**Input**
┄┄┄┄┄┄
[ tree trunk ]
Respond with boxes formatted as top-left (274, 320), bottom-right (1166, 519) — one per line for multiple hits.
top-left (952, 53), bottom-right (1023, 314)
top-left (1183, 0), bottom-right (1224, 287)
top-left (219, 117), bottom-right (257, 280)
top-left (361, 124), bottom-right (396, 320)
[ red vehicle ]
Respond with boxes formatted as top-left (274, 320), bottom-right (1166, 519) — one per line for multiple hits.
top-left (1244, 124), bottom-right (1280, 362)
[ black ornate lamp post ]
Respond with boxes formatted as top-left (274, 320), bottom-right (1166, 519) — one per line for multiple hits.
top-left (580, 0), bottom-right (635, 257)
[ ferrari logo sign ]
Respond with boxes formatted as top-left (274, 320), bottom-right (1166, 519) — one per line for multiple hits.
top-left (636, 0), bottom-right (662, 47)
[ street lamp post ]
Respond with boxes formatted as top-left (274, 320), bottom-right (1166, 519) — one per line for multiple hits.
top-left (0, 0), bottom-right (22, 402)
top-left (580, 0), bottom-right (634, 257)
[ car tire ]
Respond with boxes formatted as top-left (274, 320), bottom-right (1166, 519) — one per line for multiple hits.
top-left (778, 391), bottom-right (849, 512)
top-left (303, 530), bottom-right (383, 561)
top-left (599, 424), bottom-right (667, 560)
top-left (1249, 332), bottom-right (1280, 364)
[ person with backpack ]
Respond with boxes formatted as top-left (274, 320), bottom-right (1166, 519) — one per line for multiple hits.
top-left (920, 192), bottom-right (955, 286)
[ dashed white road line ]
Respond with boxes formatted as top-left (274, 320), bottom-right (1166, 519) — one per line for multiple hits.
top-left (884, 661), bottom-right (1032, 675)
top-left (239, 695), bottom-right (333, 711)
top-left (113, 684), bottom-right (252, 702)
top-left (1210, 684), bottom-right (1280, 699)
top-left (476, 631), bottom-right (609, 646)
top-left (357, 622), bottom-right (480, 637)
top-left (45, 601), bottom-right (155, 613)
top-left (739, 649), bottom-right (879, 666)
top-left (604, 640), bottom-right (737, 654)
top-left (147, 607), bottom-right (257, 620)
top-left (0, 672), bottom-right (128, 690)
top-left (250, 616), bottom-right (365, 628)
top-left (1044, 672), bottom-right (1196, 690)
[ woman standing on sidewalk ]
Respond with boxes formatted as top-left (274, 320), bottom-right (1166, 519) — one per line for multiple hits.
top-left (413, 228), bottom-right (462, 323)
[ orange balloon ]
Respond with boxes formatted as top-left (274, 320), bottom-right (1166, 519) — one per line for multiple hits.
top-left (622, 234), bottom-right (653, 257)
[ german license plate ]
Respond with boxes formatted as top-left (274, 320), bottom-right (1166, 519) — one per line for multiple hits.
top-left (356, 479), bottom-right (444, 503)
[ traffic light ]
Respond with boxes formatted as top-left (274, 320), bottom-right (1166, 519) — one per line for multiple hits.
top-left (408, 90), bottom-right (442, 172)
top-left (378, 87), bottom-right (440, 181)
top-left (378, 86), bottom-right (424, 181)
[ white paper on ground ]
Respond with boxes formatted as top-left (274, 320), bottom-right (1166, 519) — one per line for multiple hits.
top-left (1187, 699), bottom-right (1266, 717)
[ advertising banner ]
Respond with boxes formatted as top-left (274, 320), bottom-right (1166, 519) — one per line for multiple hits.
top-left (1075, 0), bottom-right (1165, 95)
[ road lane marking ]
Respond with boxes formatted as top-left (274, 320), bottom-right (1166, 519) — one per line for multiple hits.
┄┄┄┄┄┄
Output each line of the rows above as a JSON list of strings, one string per line, with blank lines left out.

[
  "[ tree trunk ]",
  "Respond with boxes formatted as top-left (274, 320), bottom-right (1166, 519) — one per line for multiple hits.",
  "top-left (952, 53), bottom-right (1023, 314)",
  "top-left (1183, 0), bottom-right (1224, 287)",
  "top-left (219, 117), bottom-right (257, 280)",
  "top-left (361, 124), bottom-right (396, 320)",
  "[ red vehicle ]",
  "Respond with boxes formatted as top-left (274, 320), bottom-right (1166, 519) — one per line for multiple hits.",
  "top-left (1244, 124), bottom-right (1280, 362)",
  "[ black ornate lamp post ]",
  "Respond with boxes formatted as top-left (274, 320), bottom-right (1166, 519) — one per line for multiple hits.",
  "top-left (580, 0), bottom-right (635, 257)",
  "[ ferrari logo sign ]",
  "Respond with boxes formatted as top-left (274, 320), bottom-right (1166, 519) — one per line for multiple hits.",
  "top-left (636, 0), bottom-right (662, 47)",
  "[ street lamp post ]",
  "Respond with boxes formatted as top-left (274, 320), bottom-right (1166, 519) — one per line for multiple hits.",
  "top-left (0, 0), bottom-right (22, 402)",
  "top-left (580, 0), bottom-right (634, 257)",
  "[ car tire ]",
  "Respond with boxes formatted as top-left (274, 320), bottom-right (1166, 519) — one per line for multiple hits.",
  "top-left (778, 391), bottom-right (849, 512)",
  "top-left (303, 530), bottom-right (383, 561)",
  "top-left (599, 424), bottom-right (667, 560)",
  "top-left (1249, 332), bottom-right (1280, 364)",
  "[ person with backpack ]",
  "Respond with boxes formatted as top-left (274, 320), bottom-right (1166, 519) — one per line for multiple hits.",
  "top-left (920, 192), bottom-right (955, 286)",
  "[ dashed white road line ]",
  "Respond with boxes formatted as top-left (274, 320), bottom-right (1166, 519) — one per line for multiple hits.",
  "top-left (884, 661), bottom-right (1032, 675)",
  "top-left (239, 695), bottom-right (333, 711)",
  "top-left (113, 684), bottom-right (252, 702)",
  "top-left (1210, 684), bottom-right (1280, 699)",
  "top-left (476, 631), bottom-right (609, 646)",
  "top-left (357, 622), bottom-right (480, 637)",
  "top-left (45, 601), bottom-right (155, 613)",
  "top-left (739, 649), bottom-right (879, 666)",
  "top-left (604, 640), bottom-right (737, 654)",
  "top-left (147, 607), bottom-right (257, 620)",
  "top-left (0, 672), bottom-right (128, 690)",
  "top-left (250, 616), bottom-right (365, 628)",
  "top-left (1044, 672), bottom-right (1196, 690)",
  "[ woman standing on sidewalk ]",
  "Respond with boxes formatted as top-left (274, 320), bottom-right (1166, 519) — one per line for multiple hits.",
  "top-left (413, 228), bottom-right (462, 323)",
  "[ orange balloon ]",
  "Respond with boxes formatted as top-left (274, 320), bottom-right (1166, 519) — one per line for multiple hits.",
  "top-left (622, 234), bottom-right (653, 257)",
  "[ german license plate ]",
  "Respond with boxes formatted as top-left (274, 320), bottom-right (1166, 519) — one per line for multiple hits.",
  "top-left (356, 479), bottom-right (444, 503)",
  "[ traffic light ]",
  "Respond with boxes formatted as top-left (274, 320), bottom-right (1166, 519) — one per line for multiple hits.",
  "top-left (408, 90), bottom-right (442, 172)",
  "top-left (378, 87), bottom-right (440, 181)",
  "top-left (378, 86), bottom-right (424, 181)",
  "[ white paper on ground ]",
  "Respond with boxes formatted as top-left (274, 320), bottom-right (1166, 519) — one per line for multiple hits.",
  "top-left (1187, 699), bottom-right (1266, 717)",
  "[ advertising banner ]",
  "Respond with boxes formatted as top-left (274, 320), bottom-right (1166, 519) — one per line for multiple hits.",
  "top-left (1075, 0), bottom-right (1165, 95)",
  "[ road lane marking ]",
  "Respond with boxes formatted as top-left (274, 320), bottom-right (1166, 519) — one per line for multiple hits."
]